WRITTEN TASK:
Extract every line of the items below that contains the string "climbing", and copy each one. Case counts.

ENTRIES:
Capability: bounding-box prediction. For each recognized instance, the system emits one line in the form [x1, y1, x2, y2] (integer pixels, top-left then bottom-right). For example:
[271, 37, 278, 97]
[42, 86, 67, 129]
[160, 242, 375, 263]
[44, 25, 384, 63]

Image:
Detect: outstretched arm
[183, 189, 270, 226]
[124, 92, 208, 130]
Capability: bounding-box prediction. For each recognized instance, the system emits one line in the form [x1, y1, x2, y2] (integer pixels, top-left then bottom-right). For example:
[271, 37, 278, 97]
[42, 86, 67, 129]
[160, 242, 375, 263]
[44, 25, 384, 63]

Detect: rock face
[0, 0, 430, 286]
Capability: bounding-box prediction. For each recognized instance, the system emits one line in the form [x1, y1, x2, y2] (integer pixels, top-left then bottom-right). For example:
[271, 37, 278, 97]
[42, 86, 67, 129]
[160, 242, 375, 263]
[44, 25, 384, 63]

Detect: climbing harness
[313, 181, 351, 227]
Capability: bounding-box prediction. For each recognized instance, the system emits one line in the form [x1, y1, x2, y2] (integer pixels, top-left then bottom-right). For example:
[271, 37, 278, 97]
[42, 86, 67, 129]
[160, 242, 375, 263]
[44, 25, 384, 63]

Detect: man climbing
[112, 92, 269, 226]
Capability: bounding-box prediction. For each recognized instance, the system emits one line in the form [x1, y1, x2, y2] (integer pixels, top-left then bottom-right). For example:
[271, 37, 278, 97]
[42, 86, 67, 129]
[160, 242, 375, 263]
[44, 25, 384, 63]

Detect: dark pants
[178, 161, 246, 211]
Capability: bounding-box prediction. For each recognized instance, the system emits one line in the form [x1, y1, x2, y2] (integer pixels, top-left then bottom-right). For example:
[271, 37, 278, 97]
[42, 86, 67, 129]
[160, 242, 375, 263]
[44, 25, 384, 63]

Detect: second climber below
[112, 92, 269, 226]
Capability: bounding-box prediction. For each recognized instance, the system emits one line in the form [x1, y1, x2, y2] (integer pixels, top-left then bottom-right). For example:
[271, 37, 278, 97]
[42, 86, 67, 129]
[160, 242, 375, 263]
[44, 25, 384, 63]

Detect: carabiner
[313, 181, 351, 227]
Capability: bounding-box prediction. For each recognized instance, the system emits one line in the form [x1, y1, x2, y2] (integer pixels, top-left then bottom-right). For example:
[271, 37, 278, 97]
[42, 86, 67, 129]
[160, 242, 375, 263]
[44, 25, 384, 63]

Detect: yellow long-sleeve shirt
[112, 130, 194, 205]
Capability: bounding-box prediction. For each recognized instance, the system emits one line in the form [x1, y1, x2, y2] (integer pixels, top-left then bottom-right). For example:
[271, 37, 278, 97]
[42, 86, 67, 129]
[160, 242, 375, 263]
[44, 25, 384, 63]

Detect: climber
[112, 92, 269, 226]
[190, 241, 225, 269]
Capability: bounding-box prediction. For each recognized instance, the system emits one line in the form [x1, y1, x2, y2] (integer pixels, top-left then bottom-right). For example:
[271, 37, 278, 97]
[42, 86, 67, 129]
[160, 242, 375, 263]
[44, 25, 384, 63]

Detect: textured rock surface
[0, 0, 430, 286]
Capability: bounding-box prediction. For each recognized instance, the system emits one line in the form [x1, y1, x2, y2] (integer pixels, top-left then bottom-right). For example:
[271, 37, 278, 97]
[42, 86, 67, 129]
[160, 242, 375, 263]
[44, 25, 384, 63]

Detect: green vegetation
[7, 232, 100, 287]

TASK RESULT:
Detect: climbing harness
Detect: man climbing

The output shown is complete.